Write out all of the lines below, exactly and completely.

* THE INPUT:
╭──
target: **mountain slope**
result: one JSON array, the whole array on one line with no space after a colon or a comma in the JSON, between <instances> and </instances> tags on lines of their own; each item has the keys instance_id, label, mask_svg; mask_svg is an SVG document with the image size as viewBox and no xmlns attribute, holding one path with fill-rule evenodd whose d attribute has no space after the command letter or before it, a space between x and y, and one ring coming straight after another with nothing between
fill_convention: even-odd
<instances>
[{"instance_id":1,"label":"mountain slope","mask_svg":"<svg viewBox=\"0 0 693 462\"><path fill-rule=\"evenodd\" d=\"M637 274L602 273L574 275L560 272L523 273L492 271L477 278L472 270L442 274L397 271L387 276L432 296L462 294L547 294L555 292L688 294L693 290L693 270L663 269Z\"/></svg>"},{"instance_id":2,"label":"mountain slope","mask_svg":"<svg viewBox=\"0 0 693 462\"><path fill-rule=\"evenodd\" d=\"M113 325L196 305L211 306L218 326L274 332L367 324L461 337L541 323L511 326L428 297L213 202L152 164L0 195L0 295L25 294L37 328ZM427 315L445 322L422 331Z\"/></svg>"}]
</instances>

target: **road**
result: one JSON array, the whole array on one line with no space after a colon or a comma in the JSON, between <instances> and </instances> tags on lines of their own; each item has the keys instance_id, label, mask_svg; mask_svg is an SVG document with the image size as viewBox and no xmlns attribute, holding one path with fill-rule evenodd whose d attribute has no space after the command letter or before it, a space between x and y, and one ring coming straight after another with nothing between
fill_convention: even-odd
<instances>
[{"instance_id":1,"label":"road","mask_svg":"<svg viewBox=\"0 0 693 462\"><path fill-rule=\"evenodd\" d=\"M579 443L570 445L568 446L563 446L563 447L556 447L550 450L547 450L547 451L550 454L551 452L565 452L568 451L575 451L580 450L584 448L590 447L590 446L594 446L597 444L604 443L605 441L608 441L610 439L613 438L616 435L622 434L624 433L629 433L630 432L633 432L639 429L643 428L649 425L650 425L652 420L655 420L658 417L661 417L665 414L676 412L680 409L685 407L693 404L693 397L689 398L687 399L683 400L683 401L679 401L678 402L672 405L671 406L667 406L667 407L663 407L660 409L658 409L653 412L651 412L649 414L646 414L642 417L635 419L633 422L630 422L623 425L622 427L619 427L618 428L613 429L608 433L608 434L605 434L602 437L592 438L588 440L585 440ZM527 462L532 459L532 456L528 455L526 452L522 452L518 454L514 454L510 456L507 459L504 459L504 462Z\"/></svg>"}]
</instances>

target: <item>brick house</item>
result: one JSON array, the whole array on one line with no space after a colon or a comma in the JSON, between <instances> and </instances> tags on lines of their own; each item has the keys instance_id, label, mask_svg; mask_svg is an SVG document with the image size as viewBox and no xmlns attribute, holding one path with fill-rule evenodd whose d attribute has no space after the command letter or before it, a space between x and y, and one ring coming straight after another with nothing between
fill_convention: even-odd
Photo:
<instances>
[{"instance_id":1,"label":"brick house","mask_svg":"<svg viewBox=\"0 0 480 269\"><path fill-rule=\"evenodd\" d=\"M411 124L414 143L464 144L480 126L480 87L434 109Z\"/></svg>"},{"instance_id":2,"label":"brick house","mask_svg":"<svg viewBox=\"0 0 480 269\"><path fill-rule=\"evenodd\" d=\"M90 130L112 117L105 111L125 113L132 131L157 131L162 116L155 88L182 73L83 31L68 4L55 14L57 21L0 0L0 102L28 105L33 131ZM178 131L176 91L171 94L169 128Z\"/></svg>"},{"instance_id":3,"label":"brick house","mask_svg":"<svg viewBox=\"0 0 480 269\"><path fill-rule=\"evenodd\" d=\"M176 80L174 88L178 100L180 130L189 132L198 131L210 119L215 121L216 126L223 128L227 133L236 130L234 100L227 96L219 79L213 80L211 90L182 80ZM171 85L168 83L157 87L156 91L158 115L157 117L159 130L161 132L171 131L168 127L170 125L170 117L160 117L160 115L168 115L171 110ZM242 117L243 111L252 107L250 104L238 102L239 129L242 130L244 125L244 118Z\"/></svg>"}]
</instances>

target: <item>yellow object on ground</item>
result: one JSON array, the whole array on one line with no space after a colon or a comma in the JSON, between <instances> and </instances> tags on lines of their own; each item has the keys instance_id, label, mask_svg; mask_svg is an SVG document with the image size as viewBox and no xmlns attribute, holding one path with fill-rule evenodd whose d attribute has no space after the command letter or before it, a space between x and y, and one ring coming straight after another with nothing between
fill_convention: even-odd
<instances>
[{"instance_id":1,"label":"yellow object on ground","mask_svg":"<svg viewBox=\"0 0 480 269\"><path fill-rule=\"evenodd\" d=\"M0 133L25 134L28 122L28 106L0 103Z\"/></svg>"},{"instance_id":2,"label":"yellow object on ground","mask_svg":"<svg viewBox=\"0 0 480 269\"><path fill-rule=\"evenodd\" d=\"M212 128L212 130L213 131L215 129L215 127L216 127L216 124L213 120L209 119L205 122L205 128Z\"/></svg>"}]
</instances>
╰──
* RESULT FOR THIS EXERCISE:
target: **mountain slope**
result: one JSON array, the whole array on one line with no space after a colon or a comma in the JSON, between <instances> and </instances> tags on lines of their own; each item has the keys instance_id, label, mask_svg; mask_svg is an SVG document with the image size as viewBox and no xmlns attribute, holding one path with fill-rule evenodd whose d attribute has no space after the command letter or before it, a space between x and y, and one ring coming straight after another with nothing between
fill_convention: even-odd
<instances>
[{"instance_id":1,"label":"mountain slope","mask_svg":"<svg viewBox=\"0 0 693 462\"><path fill-rule=\"evenodd\" d=\"M637 274L602 273L574 275L560 272L523 273L492 271L477 278L472 270L442 274L397 271L387 276L432 296L462 294L547 294L555 292L688 294L693 290L693 270L663 269Z\"/></svg>"},{"instance_id":2,"label":"mountain slope","mask_svg":"<svg viewBox=\"0 0 693 462\"><path fill-rule=\"evenodd\" d=\"M113 325L196 305L211 306L218 326L274 332L367 324L461 337L541 323L511 326L428 297L213 202L152 164L0 195L0 295L25 294L37 328ZM427 315L445 322L422 331Z\"/></svg>"}]
</instances>

target: **road**
result: one JSON array, the whole array on one line with no space after a colon or a comma in the JSON, between <instances> and </instances> tags on lines of their own; each item has the keys instance_id, label, mask_svg; mask_svg is an SVG document with the image size as viewBox and no xmlns attribute, holding one path with fill-rule evenodd whose d attribute has no space after the command letter or before it, a space between x and y, and one ring coming straight after another with nothing between
fill_convention: even-odd
<instances>
[{"instance_id":1,"label":"road","mask_svg":"<svg viewBox=\"0 0 693 462\"><path fill-rule=\"evenodd\" d=\"M579 443L570 445L568 446L563 446L563 447L556 447L550 450L547 450L547 451L550 454L551 452L565 452L568 451L575 451L580 450L584 448L590 447L590 446L594 446L597 444L604 443L605 441L608 441L610 439L613 438L616 435L622 434L624 433L629 433L630 432L633 432L639 429L643 428L649 425L650 425L652 420L655 420L658 417L661 417L665 414L676 412L680 409L685 407L693 404L693 397L689 398L687 399L683 400L683 401L679 401L678 402L672 405L671 406L667 406L667 407L663 407L660 409L658 409L653 412L651 412L649 414L646 414L642 417L635 419L633 422L630 422L623 425L622 427L619 427L618 428L613 429L608 433L608 434L605 434L602 437L592 438L588 440L585 440ZM527 462L532 459L532 456L528 455L526 452L522 452L518 454L514 454L510 456L507 459L504 459L504 462Z\"/></svg>"}]
</instances>

target: <item>brick house</item>
result: one JSON array, the whole array on one line with no space after a colon or a comma in the JSON, between <instances> and </instances> tags on lines of their own; each item has the keys instance_id, label, mask_svg; mask_svg is an SVG document with the image size as viewBox and no xmlns attribute, holding one path with fill-rule evenodd whose d attribute has no space after the command letter or before it, a space between x and y, and one ring coming straight after another with nothing between
fill_convention: even-odd
Photo:
<instances>
[{"instance_id":1,"label":"brick house","mask_svg":"<svg viewBox=\"0 0 480 269\"><path fill-rule=\"evenodd\" d=\"M411 124L414 143L464 144L480 126L480 87L434 109Z\"/></svg>"},{"instance_id":2,"label":"brick house","mask_svg":"<svg viewBox=\"0 0 480 269\"><path fill-rule=\"evenodd\" d=\"M90 130L112 117L105 111L125 113L132 131L157 131L162 116L155 88L182 73L83 31L68 4L55 14L57 21L0 0L0 102L28 105L33 131ZM178 131L176 91L171 94L169 128Z\"/></svg>"},{"instance_id":3,"label":"brick house","mask_svg":"<svg viewBox=\"0 0 480 269\"><path fill-rule=\"evenodd\" d=\"M176 80L174 88L178 100L180 130L189 132L198 131L210 119L215 121L216 126L223 128L227 133L236 130L234 100L227 96L219 79L213 80L211 90L182 80ZM171 85L168 83L157 87L156 91L158 115L157 117L159 130L161 132L171 131L168 127L170 125L170 117L160 117L160 115L168 115L171 110ZM242 117L243 111L252 107L250 104L238 102L239 129L242 130L244 125L244 118Z\"/></svg>"}]
</instances>

target: <item>yellow object on ground</item>
result: one JSON array, the whole array on one line with no space after a colon or a comma in the JSON, between <instances> and </instances> tags on lines of their own; each item has the keys instance_id, label, mask_svg; mask_svg is an SVG document with the image size as viewBox and no xmlns attribute, holding one path with fill-rule evenodd whose d attribute has no space after the command letter or before it, a space between x and y, and one ring coming straight after another with nothing between
fill_convention: even-odd
<instances>
[{"instance_id":1,"label":"yellow object on ground","mask_svg":"<svg viewBox=\"0 0 480 269\"><path fill-rule=\"evenodd\" d=\"M0 133L25 134L28 122L28 106L0 103Z\"/></svg>"},{"instance_id":2,"label":"yellow object on ground","mask_svg":"<svg viewBox=\"0 0 480 269\"><path fill-rule=\"evenodd\" d=\"M212 128L212 130L213 131L215 129L215 127L216 127L216 124L213 120L209 119L205 122L205 128Z\"/></svg>"}]
</instances>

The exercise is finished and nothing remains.